== EXCERPTED PASSAGE

Hypertension is more frequently encountered among the middle-aged and the elderly; people with a family history of hypertension; the overweight; heavy drinkers; and diabetics.
Are you hypertensive?
The only way to determine this is to have your blood pressure checked. If you present any previous risk factors, you should have your pressure measured at least once every two years or as recommended by your doctor.
If you are hypertensive, it is recommended that you measure your blood pressure regularly at home. This helps you and your health care provider understand how your blood pressure is controlled on a day-to-day basis. It also shows how lifestyle changes and medications help control it. Your health care provider may ask you to measure and record your blood pressure twice a day for at least one week before each appointment. This record shows how well-controlled your blood pressure is during your daily routine.
Most modern machines are either fully or semi-automatic. Self-measurement of blood pressure is easy and safe. Some very anxious individuals or those with disabilities may have problems measuring their blood pressure. If this is the case, ask your health care provider to measure your blood pressure.
What is a normal home BP reading?
Daytime average blood pressure must be below 135/85 mm Hg. Treatment may be considered if the reading is consistently more than 135/85 mmHg at home. Consult your physician. Treatment for those with diabetes or kidney disease may be warranted when the reading is less than 135/85 mmHg.What if the blood pressure readings are abnormal?
Do not panic. Consult and follow the advice of your health care provider. Also, do not adjust medications yourself.
Managing the pressure
Modifying some living habits can help you keep it below the red line.

====
== SOURCE INFORMATION

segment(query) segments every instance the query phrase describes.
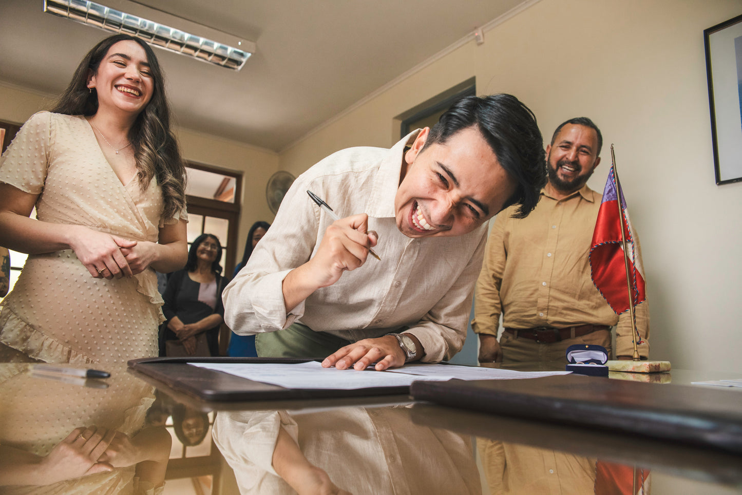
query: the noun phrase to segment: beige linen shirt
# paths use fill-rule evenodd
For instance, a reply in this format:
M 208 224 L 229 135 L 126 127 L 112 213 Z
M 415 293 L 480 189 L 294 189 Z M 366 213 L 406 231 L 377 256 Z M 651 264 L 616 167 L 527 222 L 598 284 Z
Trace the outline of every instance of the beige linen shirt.
M 466 337 L 474 282 L 482 267 L 486 225 L 454 237 L 410 238 L 397 229 L 394 197 L 404 146 L 351 148 L 302 174 L 246 266 L 224 289 L 224 319 L 238 335 L 275 332 L 301 321 L 350 341 L 398 332 L 422 344 L 428 362 L 458 353 Z M 360 268 L 319 289 L 286 314 L 282 283 L 316 253 L 332 223 L 306 194 L 311 190 L 341 217 L 365 212 L 378 233 Z
M 474 332 L 496 335 L 501 312 L 507 328 L 618 324 L 616 355 L 633 354 L 628 312 L 617 315 L 590 276 L 590 245 L 601 200 L 587 186 L 562 200 L 542 190 L 526 218 L 512 218 L 513 207 L 497 215 L 476 283 Z M 649 336 L 649 311 L 646 301 L 636 306 L 643 357 L 649 354 L 644 340 Z

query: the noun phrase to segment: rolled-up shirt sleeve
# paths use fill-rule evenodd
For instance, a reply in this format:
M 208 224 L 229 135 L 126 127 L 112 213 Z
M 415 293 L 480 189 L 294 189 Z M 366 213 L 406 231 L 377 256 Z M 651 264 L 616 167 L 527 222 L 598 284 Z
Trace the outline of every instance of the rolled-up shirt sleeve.
M 224 321 L 238 335 L 283 330 L 301 318 L 304 301 L 286 312 L 283 279 L 306 263 L 319 238 L 319 215 L 301 177 L 293 183 L 267 234 L 224 289 Z

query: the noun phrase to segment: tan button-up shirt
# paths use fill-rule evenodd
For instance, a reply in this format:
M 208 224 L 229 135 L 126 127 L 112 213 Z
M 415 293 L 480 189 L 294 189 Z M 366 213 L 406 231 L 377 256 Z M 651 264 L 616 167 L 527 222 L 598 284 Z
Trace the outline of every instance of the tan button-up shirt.
M 275 332 L 298 321 L 356 341 L 410 327 L 407 331 L 424 349 L 424 361 L 447 359 L 461 350 L 487 227 L 454 237 L 417 239 L 397 229 L 394 197 L 402 154 L 417 134 L 390 149 L 342 150 L 297 178 L 268 233 L 224 289 L 224 319 L 235 333 Z M 315 255 L 333 221 L 307 189 L 341 217 L 368 214 L 369 229 L 379 235 L 374 251 L 381 260 L 369 257 L 286 314 L 283 278 Z
M 628 312 L 617 315 L 590 276 L 590 245 L 601 199 L 587 186 L 562 200 L 542 190 L 527 217 L 512 218 L 512 207 L 497 215 L 476 283 L 476 332 L 496 335 L 500 313 L 507 328 L 618 324 L 616 355 L 633 354 Z M 639 240 L 634 241 L 638 247 Z M 648 338 L 646 301 L 636 306 L 636 318 L 643 339 Z M 639 353 L 649 355 L 646 340 Z

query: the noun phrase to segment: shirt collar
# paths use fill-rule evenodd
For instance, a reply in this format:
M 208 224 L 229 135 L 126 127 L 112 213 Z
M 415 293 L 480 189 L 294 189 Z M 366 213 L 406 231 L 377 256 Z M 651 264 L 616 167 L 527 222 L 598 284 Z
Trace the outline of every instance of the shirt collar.
M 568 196 L 562 197 L 561 200 L 557 200 L 556 197 L 554 197 L 553 196 L 549 196 L 548 193 L 546 192 L 545 188 L 541 189 L 541 194 L 545 196 L 546 197 L 554 200 L 555 201 L 566 201 L 567 200 L 571 199 L 572 197 L 577 196 L 577 194 L 580 194 L 580 196 L 582 197 L 583 200 L 588 201 L 588 203 L 595 202 L 595 198 L 594 197 L 593 195 L 593 190 L 591 189 L 589 187 L 588 187 L 587 184 L 583 186 L 577 191 L 575 191 L 572 194 L 569 194 Z
M 404 148 L 415 142 L 420 131 L 413 131 L 398 141 L 389 148 L 381 160 L 367 209 L 369 216 L 376 218 L 395 216 L 394 198 L 399 188 L 399 175 L 402 170 Z

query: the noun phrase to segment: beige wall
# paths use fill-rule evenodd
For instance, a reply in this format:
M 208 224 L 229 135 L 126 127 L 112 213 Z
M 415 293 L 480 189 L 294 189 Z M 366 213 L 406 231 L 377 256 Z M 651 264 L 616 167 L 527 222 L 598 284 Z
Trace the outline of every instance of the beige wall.
M 742 371 L 742 183 L 717 186 L 703 30 L 739 0 L 542 0 L 285 150 L 301 173 L 347 146 L 389 145 L 395 115 L 475 76 L 508 92 L 551 138 L 591 117 L 616 145 L 642 239 L 651 357 L 675 368 Z M 591 180 L 602 191 L 610 162 Z
M 23 123 L 34 113 L 47 109 L 53 98 L 0 85 L 0 120 Z M 265 191 L 269 177 L 278 169 L 278 154 L 189 129 L 177 128 L 175 131 L 186 160 L 243 172 L 237 249 L 239 261 L 250 226 L 258 220 L 273 220 Z

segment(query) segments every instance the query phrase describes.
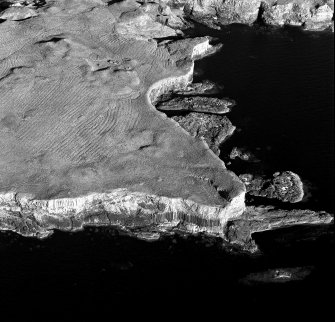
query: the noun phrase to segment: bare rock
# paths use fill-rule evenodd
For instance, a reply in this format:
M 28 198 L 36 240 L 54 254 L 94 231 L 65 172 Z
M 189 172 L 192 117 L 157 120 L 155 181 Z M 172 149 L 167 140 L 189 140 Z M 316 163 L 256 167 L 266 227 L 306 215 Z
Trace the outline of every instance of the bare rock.
M 248 161 L 248 162 L 260 162 L 260 160 L 257 159 L 246 148 L 234 147 L 229 154 L 229 158 L 232 159 L 232 160 L 235 160 L 236 158 L 239 158 L 243 161 Z
M 263 2 L 260 17 L 268 25 L 324 30 L 332 25 L 333 15 L 333 1 L 291 0 Z
M 276 172 L 271 179 L 253 176 L 251 174 L 240 175 L 250 195 L 266 198 L 276 198 L 284 202 L 299 202 L 304 196 L 303 184 L 300 177 L 291 172 Z
M 250 273 L 243 277 L 240 282 L 247 285 L 263 283 L 286 283 L 300 281 L 312 273 L 313 267 L 280 267 L 268 269 L 262 272 Z
M 222 86 L 212 81 L 204 80 L 201 83 L 191 83 L 182 91 L 176 92 L 176 94 L 188 96 L 218 94 L 222 88 Z
M 191 136 L 203 139 L 217 155 L 220 153 L 219 145 L 235 130 L 228 118 L 221 115 L 189 113 L 186 116 L 173 116 L 172 119 Z
M 212 114 L 225 114 L 230 112 L 234 105 L 232 100 L 214 97 L 175 97 L 169 101 L 161 102 L 156 107 L 160 111 L 202 112 Z
M 228 223 L 225 236 L 229 242 L 255 251 L 257 246 L 252 240 L 253 233 L 297 225 L 323 225 L 332 222 L 334 222 L 334 215 L 324 211 L 249 206 L 240 218 Z
M 10 7 L 0 14 L 0 19 L 3 20 L 25 20 L 31 17 L 36 17 L 38 14 L 34 9 L 28 7 Z
M 134 0 L 47 1 L 0 24 L 1 230 L 182 223 L 222 235 L 242 214 L 240 179 L 152 104 L 186 88 L 211 49 L 153 39 L 174 33 Z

====

** ACTIVITIES **
a. Answer these from the hypertension passage, one answer a line:
(i) How often should a person with risk factors have their blood pressure measured?
(ii) What must the daytime average blood pressure be below?
(iii) How often might a health care provider ask for blood pressure to be measured and recorded before each appointment?
b. List every group of people that the hypertension passage says hypertension is more frequently encountered among.
The records were drawn from a source other than the hypertension passage.

** RESPONSES FOR EACH TASK **
a.
(i) At least once every two years, or as recommended by their doctor.
(ii) 135/85 mm Hg.
(iii) Twice a day for at least one week.

b.
- The middle-aged and the elderly
- People with a family history of hypertension
- The overweight
- Heavy drinkers
- Diabetics